* Passage to read *

# Electrical Engineering Graduate Starting Over



## MechanicalDVR (Dec 29, 2007)

Welcome aboard! you can follow the toolbox in hand and knock on doors approach and try to get a job which is not really bad advice so you can get some practical experience under your belt. 

But if you have a degree already maybe apply for some intern positions at engineering firms and get your foot in that door. I'd try to move forward on the path you started out on before I backed off to a more menial position. It's far easier to operate a pencil and calculator than a round nose shovel.


----------



## 360max (Jun 10, 2011)

...did you take the PE test?


----------



## MechanicalDVR (Dec 29, 2007)

360max said:


> ...did you take the PE test?


I'd say no way or he wouldn't be looking for a job.:whistling2:


----------



## MikeFL (Apr 16, 2016)

enginerd said:


> Hello folks,
> 
> I graduated with an Electrical Engineering degree two years ago but* could not launch my career in that area*. I found that graduate school was *unsuitable for me*, though I still maintain my interest in electrical systems and circuits. I decided the next logical choice would be to *start over* as an electrician apprentice.

* Exercise task 1 *
According to the forum thread, how long before posting did enginerd graduate with an Electrical Engineering degree?
* Exercise task 2 *
Filter the entries, keeping every line that contains the string "riverbank".

Collected data:
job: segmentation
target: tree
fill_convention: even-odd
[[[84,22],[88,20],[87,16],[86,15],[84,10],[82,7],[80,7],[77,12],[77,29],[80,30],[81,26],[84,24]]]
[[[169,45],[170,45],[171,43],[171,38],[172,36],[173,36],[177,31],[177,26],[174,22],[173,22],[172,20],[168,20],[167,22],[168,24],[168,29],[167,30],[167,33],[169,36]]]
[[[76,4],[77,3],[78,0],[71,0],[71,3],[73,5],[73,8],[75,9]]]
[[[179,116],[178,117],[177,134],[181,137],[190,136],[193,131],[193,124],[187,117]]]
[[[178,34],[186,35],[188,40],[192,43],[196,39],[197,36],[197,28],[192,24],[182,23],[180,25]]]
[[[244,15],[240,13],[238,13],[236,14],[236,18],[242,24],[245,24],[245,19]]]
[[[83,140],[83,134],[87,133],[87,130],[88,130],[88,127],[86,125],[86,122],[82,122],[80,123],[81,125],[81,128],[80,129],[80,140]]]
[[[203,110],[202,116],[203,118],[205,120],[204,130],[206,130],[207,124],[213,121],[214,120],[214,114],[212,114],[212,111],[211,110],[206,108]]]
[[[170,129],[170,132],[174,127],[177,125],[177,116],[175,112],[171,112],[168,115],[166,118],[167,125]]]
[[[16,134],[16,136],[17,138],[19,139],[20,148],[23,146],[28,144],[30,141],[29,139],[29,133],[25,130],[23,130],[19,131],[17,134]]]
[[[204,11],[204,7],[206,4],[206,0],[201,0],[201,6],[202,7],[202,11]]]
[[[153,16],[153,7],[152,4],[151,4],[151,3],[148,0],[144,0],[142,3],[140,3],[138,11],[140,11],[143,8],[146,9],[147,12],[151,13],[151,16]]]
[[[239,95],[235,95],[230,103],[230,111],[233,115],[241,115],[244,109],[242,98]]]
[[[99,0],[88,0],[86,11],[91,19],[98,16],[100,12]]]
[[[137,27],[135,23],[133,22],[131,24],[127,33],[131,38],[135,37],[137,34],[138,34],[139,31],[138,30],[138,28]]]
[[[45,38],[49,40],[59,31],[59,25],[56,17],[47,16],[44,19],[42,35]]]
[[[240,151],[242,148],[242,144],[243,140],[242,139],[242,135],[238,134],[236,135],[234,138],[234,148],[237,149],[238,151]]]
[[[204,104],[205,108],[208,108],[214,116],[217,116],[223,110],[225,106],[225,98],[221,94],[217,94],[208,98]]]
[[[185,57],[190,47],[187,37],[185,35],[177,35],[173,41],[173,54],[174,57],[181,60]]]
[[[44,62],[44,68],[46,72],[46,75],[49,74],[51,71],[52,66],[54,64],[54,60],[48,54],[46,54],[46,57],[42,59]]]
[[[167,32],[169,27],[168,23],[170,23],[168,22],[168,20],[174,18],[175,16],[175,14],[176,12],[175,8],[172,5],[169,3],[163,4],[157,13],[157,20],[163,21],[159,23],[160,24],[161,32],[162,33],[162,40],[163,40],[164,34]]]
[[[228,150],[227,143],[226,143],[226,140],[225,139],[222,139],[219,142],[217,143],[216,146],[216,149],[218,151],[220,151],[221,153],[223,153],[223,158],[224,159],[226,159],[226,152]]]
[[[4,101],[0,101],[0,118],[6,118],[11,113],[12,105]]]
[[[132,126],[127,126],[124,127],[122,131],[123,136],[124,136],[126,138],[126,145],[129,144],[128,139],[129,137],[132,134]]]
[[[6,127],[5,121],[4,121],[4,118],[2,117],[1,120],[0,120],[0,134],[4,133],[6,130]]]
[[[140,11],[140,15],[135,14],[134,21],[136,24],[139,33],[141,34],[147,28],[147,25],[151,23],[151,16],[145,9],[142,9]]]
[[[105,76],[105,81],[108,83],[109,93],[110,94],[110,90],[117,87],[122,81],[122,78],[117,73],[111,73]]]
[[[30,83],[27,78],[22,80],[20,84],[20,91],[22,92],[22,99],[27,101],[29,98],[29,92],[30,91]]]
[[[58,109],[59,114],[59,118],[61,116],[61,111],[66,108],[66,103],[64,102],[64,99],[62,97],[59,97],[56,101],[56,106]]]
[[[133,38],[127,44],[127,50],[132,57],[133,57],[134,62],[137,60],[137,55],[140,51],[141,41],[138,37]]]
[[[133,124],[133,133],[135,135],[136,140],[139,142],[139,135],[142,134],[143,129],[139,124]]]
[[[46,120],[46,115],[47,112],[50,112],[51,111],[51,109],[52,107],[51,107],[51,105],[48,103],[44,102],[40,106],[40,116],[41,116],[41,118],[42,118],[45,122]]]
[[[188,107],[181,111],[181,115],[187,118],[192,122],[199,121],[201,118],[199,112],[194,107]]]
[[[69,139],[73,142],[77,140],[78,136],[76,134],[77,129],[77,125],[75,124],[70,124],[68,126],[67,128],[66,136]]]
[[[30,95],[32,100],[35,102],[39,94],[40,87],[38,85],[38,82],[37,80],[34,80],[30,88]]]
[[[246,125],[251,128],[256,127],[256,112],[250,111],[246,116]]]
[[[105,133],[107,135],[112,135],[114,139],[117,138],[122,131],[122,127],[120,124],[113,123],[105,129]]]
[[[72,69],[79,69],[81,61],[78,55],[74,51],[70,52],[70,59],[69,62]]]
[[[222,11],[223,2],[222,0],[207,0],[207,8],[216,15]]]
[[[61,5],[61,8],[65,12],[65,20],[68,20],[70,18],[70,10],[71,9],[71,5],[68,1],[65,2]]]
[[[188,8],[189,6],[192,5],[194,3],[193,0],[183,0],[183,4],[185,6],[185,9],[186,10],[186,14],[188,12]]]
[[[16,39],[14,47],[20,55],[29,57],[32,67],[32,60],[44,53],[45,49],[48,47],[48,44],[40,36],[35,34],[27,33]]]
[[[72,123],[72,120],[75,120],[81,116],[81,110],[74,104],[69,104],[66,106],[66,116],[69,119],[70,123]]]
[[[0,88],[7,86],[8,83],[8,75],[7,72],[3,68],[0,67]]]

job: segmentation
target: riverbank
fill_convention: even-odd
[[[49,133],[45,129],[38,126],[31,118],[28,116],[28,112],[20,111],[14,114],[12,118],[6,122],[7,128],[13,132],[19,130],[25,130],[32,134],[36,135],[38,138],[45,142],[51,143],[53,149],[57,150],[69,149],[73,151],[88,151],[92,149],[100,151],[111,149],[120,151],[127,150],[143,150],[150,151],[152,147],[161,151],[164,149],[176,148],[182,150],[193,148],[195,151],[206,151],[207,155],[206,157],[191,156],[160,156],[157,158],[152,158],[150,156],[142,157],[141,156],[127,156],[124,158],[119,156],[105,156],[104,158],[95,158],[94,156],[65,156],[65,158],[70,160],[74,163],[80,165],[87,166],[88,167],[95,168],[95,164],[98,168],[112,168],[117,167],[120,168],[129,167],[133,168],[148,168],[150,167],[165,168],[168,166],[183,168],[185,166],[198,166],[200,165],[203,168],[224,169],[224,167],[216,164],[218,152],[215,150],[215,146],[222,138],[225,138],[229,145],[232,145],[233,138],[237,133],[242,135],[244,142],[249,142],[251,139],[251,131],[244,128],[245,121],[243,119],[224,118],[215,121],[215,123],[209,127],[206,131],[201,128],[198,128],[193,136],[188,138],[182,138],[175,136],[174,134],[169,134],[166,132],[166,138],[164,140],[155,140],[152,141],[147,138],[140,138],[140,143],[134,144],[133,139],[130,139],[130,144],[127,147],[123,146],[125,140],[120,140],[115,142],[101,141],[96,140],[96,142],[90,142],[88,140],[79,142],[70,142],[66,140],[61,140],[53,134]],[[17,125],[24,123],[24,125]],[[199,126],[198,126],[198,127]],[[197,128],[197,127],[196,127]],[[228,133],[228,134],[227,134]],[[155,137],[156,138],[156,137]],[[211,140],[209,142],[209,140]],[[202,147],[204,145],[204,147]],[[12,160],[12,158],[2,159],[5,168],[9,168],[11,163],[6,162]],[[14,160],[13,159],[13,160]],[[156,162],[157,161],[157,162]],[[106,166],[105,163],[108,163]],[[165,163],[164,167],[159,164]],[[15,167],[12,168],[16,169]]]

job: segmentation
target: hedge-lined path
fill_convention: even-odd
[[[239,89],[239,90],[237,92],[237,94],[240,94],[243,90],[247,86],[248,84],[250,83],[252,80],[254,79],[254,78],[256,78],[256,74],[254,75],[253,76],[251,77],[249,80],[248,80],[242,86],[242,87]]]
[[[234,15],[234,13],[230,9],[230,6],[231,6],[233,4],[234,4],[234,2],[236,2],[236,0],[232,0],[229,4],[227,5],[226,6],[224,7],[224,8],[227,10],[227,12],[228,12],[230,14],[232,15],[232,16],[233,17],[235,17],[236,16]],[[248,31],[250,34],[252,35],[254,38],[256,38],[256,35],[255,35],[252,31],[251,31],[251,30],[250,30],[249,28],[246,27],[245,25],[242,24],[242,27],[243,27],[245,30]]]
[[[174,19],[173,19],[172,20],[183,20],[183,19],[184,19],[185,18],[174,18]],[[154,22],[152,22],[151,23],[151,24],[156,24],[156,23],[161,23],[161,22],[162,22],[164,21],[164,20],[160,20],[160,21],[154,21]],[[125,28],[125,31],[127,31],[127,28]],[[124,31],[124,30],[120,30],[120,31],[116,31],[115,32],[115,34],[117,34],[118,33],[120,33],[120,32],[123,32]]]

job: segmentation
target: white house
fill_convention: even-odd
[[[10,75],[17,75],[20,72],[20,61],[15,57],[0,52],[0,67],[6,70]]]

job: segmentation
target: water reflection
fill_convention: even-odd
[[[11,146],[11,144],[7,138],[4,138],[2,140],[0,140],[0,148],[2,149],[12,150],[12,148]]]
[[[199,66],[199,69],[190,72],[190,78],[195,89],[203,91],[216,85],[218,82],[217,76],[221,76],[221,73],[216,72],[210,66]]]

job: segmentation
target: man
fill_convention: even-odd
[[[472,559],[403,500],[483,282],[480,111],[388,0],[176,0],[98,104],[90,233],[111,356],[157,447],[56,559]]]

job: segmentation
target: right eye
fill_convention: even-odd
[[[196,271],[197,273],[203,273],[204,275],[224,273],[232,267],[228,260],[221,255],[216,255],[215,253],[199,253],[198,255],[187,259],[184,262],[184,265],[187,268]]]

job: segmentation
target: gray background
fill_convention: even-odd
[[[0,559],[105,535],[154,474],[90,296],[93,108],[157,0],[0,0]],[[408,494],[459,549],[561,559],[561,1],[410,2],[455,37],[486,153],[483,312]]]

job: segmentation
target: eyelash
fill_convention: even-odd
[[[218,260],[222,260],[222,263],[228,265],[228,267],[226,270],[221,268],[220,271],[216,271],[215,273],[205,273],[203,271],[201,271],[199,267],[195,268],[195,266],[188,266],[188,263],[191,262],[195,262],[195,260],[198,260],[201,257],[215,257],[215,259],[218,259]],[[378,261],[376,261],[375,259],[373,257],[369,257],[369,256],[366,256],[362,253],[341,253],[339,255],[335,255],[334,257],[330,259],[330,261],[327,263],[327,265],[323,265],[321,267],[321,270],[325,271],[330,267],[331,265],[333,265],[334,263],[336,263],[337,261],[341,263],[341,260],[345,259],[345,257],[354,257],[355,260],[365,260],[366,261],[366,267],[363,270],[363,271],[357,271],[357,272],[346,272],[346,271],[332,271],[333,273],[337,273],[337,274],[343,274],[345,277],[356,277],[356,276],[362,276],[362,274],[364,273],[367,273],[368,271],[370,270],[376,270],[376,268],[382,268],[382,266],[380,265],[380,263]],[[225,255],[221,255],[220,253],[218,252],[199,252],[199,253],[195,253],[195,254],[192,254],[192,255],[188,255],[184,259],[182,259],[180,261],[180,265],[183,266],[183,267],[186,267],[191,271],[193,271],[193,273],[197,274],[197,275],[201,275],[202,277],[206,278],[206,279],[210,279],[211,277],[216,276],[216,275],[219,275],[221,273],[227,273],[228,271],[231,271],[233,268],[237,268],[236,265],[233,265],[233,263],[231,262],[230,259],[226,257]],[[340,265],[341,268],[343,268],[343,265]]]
--
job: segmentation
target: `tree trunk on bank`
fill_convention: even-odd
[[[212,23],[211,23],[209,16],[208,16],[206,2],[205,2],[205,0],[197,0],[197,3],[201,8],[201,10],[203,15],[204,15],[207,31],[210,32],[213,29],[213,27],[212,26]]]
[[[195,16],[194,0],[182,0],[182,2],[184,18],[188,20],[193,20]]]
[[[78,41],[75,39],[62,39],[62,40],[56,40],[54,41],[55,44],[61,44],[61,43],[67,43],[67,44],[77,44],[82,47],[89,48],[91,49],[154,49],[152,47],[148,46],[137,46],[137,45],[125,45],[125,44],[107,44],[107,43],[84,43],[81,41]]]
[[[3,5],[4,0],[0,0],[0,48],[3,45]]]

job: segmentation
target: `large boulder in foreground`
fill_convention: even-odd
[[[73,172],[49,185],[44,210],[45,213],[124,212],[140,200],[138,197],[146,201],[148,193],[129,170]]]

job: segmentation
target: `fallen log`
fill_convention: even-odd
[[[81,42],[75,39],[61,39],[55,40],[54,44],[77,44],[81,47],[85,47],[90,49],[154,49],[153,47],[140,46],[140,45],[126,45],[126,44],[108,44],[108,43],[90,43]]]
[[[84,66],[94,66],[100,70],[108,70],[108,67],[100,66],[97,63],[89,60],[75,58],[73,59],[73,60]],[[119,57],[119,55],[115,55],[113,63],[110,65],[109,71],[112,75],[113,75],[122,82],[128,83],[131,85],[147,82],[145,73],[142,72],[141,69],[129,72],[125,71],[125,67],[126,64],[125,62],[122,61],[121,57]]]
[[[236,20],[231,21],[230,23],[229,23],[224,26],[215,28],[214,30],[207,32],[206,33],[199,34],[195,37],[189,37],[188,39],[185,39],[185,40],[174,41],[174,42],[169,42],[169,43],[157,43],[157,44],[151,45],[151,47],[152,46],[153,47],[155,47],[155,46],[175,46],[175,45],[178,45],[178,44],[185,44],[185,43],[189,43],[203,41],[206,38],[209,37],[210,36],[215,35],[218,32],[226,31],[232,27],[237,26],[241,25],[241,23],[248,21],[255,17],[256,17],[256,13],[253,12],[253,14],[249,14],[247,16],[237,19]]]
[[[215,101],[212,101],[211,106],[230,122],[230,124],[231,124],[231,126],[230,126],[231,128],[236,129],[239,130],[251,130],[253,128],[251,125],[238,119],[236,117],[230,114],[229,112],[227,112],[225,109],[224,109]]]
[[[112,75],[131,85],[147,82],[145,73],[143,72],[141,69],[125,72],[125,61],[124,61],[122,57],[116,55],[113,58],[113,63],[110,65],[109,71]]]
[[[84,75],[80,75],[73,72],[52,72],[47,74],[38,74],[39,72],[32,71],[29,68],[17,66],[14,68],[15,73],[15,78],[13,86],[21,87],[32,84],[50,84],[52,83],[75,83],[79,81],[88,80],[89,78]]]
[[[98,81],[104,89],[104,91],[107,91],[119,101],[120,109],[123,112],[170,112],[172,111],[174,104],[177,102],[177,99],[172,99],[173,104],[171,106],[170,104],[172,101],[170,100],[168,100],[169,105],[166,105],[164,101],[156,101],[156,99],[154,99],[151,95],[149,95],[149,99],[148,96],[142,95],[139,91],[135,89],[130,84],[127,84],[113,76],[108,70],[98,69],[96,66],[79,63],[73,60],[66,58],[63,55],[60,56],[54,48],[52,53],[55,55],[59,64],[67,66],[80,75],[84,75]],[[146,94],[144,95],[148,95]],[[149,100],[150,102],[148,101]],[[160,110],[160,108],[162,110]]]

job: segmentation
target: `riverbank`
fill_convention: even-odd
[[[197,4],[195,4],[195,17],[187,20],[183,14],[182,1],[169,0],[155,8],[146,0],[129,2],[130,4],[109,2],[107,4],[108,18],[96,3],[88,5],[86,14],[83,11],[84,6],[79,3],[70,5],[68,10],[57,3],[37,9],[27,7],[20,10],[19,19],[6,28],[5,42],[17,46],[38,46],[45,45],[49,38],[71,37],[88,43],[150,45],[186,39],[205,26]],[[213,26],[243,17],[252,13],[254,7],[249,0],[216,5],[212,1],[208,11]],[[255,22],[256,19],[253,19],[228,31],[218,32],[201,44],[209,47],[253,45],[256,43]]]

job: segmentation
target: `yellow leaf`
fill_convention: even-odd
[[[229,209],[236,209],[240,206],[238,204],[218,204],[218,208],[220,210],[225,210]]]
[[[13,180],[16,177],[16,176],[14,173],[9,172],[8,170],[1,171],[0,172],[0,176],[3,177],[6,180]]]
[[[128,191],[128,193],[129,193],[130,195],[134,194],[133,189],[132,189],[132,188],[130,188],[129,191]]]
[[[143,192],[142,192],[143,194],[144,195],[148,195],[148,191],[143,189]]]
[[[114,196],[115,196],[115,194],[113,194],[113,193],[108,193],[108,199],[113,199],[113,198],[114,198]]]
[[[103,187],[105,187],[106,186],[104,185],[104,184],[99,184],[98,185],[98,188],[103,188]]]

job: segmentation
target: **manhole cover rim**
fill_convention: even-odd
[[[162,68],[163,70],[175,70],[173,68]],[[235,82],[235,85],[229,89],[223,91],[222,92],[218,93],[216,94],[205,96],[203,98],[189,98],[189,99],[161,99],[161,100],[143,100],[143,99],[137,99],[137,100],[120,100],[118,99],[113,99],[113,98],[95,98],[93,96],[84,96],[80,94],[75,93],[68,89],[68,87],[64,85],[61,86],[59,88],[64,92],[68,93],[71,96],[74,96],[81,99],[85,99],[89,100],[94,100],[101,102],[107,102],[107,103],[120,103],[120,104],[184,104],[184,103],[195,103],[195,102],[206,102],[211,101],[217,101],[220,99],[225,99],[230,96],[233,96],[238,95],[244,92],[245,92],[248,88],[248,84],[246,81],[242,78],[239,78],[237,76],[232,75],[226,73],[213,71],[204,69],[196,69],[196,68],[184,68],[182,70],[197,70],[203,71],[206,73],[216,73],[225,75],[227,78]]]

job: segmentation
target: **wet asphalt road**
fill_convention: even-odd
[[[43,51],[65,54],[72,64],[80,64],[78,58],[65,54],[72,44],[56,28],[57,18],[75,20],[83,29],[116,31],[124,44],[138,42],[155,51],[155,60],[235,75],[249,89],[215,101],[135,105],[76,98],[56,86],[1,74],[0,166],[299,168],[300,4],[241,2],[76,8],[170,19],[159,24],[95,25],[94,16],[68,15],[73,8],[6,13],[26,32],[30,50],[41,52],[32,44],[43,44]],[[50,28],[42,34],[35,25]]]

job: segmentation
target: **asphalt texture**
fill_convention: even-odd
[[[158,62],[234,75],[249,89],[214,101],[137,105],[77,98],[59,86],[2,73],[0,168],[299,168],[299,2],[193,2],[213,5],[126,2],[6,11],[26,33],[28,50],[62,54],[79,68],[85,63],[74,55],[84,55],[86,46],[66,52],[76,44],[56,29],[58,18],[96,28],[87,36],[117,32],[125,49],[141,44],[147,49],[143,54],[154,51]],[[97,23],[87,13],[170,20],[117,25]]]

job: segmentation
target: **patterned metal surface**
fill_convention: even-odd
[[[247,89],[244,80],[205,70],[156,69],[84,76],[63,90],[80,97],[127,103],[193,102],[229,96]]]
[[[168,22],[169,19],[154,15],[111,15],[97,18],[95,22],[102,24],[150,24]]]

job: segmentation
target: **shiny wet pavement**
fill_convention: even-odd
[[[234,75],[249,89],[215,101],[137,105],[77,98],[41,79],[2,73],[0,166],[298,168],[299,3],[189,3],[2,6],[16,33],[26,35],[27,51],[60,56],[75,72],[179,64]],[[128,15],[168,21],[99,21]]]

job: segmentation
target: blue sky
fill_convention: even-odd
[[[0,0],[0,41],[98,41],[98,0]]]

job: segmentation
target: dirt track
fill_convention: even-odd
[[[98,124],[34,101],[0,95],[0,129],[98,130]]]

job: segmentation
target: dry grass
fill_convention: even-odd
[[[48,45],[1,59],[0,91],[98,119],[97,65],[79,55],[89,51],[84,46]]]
* * *
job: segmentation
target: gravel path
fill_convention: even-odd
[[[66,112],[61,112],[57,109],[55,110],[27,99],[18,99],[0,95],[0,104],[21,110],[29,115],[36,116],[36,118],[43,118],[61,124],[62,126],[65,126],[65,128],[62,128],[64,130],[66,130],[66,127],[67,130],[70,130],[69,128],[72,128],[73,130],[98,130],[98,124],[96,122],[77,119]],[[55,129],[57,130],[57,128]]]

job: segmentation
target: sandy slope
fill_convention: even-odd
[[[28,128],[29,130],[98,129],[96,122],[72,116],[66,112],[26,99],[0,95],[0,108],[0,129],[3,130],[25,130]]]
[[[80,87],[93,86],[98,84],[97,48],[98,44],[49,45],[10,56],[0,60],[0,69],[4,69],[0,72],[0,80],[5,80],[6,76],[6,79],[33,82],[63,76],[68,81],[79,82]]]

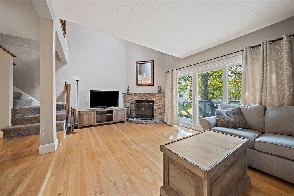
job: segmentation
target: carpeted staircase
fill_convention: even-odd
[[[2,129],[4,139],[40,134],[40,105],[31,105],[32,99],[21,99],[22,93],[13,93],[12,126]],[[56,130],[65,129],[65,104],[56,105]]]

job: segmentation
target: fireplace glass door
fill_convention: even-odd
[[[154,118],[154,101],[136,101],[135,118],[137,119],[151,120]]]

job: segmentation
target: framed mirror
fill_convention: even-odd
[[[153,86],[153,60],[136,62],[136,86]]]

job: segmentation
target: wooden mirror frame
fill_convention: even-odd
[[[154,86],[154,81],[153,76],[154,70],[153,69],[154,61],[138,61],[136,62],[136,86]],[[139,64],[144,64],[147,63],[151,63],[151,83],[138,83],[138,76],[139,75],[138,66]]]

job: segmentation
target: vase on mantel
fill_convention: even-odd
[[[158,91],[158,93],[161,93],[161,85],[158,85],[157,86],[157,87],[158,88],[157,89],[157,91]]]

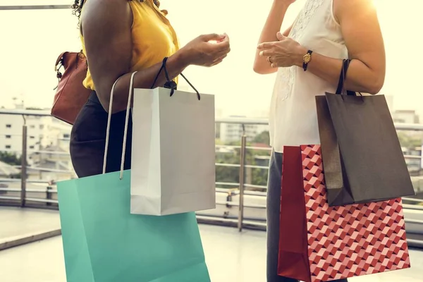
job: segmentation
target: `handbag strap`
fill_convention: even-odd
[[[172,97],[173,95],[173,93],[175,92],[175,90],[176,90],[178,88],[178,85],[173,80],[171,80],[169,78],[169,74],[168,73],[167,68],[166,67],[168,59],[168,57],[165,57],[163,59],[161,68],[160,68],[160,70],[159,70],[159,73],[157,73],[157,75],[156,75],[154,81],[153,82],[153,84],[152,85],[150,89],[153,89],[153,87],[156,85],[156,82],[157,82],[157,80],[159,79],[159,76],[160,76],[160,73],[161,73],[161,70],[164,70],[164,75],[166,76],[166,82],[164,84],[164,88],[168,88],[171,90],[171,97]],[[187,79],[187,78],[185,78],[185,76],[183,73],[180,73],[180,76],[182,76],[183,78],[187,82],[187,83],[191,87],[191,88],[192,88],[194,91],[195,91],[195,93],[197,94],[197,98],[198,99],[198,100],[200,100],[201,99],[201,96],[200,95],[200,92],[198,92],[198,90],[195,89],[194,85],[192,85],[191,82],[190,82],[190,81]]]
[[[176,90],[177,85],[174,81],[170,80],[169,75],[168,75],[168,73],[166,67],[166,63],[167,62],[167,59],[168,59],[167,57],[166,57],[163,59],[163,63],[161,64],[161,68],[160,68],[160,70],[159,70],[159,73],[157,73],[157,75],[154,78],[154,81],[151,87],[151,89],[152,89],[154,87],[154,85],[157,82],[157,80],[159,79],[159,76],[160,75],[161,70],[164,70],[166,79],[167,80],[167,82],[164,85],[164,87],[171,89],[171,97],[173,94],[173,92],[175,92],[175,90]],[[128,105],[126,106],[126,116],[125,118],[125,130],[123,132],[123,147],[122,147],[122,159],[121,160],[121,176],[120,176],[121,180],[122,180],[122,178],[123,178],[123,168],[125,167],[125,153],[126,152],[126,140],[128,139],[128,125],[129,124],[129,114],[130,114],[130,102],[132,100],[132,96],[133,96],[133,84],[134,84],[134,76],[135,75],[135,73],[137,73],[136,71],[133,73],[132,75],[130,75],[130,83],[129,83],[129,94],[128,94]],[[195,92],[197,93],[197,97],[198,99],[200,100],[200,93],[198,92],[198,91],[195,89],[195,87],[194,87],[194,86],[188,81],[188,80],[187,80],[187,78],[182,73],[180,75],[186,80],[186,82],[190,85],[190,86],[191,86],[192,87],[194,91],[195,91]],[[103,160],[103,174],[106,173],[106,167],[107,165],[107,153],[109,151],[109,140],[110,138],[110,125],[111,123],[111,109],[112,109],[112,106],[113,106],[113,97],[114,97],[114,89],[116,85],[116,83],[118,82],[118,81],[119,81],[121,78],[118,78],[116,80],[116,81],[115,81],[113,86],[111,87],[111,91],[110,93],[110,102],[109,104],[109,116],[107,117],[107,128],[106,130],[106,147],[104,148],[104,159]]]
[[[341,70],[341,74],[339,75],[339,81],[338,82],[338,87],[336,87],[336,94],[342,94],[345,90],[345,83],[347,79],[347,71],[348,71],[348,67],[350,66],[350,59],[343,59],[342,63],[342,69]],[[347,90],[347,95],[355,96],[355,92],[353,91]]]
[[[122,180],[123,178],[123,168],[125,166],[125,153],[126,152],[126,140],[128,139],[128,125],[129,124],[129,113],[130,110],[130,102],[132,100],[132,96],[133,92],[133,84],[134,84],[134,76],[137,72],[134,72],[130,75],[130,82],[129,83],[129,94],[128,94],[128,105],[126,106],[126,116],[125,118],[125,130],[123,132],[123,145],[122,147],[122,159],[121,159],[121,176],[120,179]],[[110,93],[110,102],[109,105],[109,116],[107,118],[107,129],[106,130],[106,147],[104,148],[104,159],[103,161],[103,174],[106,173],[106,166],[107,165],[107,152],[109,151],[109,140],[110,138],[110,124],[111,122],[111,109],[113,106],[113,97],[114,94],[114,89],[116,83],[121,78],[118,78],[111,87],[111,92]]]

* Exercise output 1 *
Two years before.

* Exercise output 2 *
target: riverbank
target: `riverbank`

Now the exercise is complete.